These past weeks of silence on the blog, I have been immersed in Tanya Harrod’s monumental biography, The Last Sane Man: Michael Cardew, Modern Pots, Colonialism and the Counterculture. It is not a book to be read quickly or lightly. Harrod, an art historian and the author of The Crafts in Britain in the Twentieth Century, spent a decade researching and writing it. Cardew was a lifelong diarist, a prolific letter writer and the author of two books, Pioneer Pottery his elegantly written and highly technical opus, and Pioneer Potter, his autobiography, plus essays and lectures. He was written about, filmed and covered in the press. Many of the potters whom he influenced are still living and working. Harrod had an abundance of sources to consult and indeed her acknowledgements read like a who’s who of twentieth century ceramics.
Michael Cardew was by all accounts charismatic. He was photogenic even in old age. And he made beautiful pots, perhaps some of the most beautiful pots the world has seen, that, even more important than their beauty, connect emotionally with the beholder. He has mythic status amongst potters.
The outlines of his life are widely known. Born into a musical family (he played the recorder throughout his life), the middle of five tow-headed brothers, he received a classical education. Arthur, his father, collected pots made by Edwin Beer Fishley and would take the whole family on summer expeditions to Fremington to purchase his pots. However, the senior Cardew was not pleased when his son chose to become a maker of pots himself. The young Cardew sought out William Fishley Holland, Edwin Beer’s grandson now at Braunton, to teach him to throw. While there, he learned of Bernard Leach’s pottery at St. Ives and asked to come work with him. They formed a life-long friendship and appreciation for one another.

--------

(OBJECTIVE A): In two sentences, what does the Michael Cardew passage say?
(OBJECTIVE B): How might the Michael Cardew passage continue after its final sentence? Supply the next paragraph.

(ENTRIES SHOWN):
--------

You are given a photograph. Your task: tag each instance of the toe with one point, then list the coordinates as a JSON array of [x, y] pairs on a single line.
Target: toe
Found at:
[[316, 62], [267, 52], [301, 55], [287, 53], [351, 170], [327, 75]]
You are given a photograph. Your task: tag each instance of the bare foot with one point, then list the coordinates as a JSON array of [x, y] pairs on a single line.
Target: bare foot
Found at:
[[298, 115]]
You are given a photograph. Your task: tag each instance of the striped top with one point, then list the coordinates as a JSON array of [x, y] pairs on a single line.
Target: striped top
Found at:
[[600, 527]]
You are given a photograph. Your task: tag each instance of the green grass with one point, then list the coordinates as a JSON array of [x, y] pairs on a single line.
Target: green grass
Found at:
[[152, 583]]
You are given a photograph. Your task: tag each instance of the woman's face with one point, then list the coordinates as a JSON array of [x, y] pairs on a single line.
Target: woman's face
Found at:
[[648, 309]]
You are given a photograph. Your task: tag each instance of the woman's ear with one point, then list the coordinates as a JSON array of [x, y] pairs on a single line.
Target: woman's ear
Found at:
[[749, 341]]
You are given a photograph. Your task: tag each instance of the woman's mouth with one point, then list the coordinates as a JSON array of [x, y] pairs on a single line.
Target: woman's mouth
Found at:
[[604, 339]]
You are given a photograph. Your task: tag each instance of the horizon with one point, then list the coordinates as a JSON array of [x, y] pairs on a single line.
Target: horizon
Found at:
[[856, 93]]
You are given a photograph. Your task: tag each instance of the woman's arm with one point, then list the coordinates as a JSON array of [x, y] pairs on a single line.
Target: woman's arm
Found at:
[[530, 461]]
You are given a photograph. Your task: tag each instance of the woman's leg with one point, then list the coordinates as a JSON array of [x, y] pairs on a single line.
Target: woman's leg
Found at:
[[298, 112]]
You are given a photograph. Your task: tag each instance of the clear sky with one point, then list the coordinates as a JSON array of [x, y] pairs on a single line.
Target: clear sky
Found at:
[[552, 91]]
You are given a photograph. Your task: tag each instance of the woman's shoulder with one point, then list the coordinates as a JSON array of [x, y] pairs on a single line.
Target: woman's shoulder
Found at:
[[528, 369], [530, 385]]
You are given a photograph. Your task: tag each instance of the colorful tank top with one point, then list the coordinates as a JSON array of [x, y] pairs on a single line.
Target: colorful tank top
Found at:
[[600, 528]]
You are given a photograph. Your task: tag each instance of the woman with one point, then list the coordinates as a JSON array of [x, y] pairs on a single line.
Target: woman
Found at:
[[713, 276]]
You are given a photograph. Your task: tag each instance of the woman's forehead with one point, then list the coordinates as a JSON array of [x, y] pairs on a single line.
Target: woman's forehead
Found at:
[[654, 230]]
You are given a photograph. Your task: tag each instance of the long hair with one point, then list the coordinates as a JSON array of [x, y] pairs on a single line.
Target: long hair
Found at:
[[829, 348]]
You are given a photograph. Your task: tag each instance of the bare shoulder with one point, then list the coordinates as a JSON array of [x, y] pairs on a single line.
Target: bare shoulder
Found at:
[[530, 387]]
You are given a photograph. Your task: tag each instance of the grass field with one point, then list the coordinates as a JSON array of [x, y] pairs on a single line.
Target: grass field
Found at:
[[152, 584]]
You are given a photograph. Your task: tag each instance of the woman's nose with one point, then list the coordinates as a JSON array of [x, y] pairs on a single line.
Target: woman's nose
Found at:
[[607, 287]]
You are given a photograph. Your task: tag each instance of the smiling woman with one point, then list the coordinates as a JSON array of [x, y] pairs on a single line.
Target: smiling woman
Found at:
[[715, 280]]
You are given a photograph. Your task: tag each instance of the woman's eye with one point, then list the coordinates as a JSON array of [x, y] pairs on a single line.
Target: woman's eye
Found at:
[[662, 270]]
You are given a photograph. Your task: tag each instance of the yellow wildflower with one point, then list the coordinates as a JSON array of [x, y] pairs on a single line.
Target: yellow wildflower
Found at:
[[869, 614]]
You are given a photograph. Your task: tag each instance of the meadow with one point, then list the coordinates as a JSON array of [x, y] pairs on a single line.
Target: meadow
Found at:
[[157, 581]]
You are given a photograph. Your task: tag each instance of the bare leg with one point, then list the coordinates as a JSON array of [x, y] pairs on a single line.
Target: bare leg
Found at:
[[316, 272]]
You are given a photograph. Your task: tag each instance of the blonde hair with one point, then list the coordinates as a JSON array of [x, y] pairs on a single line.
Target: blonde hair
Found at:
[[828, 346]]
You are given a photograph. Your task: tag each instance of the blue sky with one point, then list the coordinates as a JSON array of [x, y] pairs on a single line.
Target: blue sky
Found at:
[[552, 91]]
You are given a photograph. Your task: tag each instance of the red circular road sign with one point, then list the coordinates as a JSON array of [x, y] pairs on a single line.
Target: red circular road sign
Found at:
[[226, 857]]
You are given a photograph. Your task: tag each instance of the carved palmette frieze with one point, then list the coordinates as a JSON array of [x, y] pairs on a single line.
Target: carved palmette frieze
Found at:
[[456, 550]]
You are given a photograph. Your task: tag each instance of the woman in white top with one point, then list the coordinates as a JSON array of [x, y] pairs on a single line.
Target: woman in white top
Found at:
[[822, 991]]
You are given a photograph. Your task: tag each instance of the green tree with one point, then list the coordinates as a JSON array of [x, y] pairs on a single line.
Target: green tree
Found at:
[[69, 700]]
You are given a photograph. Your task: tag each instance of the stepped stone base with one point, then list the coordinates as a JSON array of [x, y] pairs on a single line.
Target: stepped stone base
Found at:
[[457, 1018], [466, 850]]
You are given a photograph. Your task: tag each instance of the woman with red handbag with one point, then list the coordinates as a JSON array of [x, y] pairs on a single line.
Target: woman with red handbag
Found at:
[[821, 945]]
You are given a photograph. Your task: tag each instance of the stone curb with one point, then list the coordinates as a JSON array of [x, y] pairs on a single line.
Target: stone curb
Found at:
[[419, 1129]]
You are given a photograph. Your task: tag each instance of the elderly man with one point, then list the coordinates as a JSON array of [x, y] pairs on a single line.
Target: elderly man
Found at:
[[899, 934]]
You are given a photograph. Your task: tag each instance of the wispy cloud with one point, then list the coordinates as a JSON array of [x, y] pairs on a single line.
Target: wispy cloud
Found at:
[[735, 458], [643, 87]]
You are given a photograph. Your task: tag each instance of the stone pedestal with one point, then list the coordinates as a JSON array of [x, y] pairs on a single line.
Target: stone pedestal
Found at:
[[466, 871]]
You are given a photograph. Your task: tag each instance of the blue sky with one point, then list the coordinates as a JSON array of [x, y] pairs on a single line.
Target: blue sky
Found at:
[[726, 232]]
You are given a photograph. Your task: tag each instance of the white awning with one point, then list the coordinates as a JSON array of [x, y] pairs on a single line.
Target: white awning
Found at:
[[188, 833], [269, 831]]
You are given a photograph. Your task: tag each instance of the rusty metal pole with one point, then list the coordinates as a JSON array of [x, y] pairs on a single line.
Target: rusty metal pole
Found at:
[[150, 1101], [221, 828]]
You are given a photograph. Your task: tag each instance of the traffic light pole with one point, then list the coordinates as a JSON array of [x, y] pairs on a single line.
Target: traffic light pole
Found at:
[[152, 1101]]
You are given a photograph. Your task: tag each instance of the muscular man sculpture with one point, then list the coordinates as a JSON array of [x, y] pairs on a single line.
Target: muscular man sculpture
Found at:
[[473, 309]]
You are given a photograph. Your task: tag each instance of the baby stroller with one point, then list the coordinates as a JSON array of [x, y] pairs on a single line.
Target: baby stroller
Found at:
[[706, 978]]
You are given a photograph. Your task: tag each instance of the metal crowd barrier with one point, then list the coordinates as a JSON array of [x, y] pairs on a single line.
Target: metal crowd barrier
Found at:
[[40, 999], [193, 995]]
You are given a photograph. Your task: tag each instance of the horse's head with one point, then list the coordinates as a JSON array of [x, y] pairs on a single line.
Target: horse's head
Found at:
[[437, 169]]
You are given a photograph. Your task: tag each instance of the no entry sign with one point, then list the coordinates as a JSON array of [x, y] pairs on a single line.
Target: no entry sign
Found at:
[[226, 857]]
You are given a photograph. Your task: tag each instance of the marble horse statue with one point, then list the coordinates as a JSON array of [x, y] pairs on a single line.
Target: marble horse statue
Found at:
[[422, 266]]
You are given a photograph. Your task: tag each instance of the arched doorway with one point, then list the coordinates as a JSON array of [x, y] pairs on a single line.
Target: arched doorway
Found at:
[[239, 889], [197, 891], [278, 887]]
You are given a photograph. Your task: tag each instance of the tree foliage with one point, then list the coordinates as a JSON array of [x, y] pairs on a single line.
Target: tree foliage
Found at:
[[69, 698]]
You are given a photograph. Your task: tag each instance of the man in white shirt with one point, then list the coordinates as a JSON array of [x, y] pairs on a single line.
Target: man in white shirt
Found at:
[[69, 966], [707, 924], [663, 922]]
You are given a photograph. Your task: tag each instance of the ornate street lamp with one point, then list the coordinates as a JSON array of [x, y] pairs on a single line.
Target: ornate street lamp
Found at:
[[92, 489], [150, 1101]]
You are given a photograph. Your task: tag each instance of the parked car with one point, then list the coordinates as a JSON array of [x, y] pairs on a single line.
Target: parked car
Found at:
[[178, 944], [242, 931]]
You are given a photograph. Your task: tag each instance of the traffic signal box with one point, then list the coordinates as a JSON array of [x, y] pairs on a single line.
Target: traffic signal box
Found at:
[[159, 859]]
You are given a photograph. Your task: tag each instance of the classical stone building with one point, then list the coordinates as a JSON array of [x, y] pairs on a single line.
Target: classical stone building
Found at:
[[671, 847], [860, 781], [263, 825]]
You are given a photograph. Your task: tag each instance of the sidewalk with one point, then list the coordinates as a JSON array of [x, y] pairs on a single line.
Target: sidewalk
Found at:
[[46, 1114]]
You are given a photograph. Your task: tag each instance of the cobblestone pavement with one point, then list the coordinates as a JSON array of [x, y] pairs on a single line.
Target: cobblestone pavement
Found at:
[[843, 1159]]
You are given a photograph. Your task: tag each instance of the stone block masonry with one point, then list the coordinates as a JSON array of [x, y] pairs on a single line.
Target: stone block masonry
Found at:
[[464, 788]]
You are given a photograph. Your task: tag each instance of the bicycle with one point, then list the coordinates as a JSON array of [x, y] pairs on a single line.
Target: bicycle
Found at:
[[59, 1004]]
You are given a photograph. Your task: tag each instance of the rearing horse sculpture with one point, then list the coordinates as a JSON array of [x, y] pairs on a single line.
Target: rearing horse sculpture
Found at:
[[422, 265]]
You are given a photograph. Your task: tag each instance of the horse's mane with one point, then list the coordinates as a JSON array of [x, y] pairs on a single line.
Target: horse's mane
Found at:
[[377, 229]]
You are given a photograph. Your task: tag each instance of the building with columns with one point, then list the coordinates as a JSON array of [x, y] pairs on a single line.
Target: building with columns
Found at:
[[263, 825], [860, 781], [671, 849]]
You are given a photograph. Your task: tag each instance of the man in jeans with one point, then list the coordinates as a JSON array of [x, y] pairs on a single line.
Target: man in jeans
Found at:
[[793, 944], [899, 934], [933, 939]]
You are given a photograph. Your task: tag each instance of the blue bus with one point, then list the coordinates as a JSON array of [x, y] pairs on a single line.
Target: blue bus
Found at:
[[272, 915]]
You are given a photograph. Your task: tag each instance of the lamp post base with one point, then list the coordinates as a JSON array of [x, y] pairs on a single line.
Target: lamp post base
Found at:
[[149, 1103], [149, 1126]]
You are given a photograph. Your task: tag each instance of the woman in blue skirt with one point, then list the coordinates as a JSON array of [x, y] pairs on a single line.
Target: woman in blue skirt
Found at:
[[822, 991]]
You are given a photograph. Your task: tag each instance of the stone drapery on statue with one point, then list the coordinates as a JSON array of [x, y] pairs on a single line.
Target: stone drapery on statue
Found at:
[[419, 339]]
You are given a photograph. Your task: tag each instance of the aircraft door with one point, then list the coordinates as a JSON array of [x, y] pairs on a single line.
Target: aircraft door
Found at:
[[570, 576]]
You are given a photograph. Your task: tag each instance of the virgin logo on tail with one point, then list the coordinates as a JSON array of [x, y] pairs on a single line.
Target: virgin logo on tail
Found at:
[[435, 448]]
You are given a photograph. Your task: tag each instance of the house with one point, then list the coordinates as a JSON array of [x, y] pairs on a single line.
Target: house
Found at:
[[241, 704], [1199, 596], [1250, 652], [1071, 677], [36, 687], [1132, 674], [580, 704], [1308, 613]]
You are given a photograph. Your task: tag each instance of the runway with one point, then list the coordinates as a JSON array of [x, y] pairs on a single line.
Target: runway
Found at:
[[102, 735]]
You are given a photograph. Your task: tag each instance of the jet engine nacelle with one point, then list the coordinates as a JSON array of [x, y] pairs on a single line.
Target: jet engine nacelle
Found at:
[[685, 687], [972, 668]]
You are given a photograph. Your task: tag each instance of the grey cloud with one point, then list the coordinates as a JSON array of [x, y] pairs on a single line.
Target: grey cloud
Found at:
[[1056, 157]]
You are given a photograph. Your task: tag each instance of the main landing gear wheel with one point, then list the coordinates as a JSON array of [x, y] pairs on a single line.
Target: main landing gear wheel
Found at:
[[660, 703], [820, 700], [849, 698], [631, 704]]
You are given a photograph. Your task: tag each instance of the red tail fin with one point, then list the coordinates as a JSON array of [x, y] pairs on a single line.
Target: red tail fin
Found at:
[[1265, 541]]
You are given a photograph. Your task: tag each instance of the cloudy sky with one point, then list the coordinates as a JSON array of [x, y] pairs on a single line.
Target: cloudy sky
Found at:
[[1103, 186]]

--------

(TASK OUTPUT A): While absorbed in Tanya Harrod's decade-long biography of Michael Cardew, written from an abundance of sources, the writer describes Cardew as a charismatic figure of mythic status among potters who made perhaps some of the most beautiful pots the world has seen. Raised in a musical family by a father who collected Edwin Beer Fishley's pots but was displeased by his son's choice of craft, Cardew learned to throw from William Fishley Holland and then went to work with Bernard Leach at St. Ives, beginning a lifelong friendship.

(TASK OUTPUT B):
After leaving St. Ives, Cardew purchased an abandoned pottery and opened Winchcombe, where he produced exquisite earthenware, though not without many tribulations. Here, Elijah Comfort came to throw for him, and Ray Finch came and eventually took over for him. He then purchased an old inn and built Wenford Bridge, but left for the first of two lengthy stays in West Africa, in the Gold Coast (now Ghana) and later in Nigeria. There, he turned to stoneware, and of necessity, became deeply knowledgeable about geology, glaze chemistry, clay and all the technical aspects of ceramics. He returned to Wenford Bridge periodically throughout his stay in Nigeria, and, upon leaving Africa for good, remained at Wenford Bridge. By then, he was a legend, much sought and admired. He took in his first students since his return to England, Svend Bayer and then Todd Piker, and made several lecture tours in the US.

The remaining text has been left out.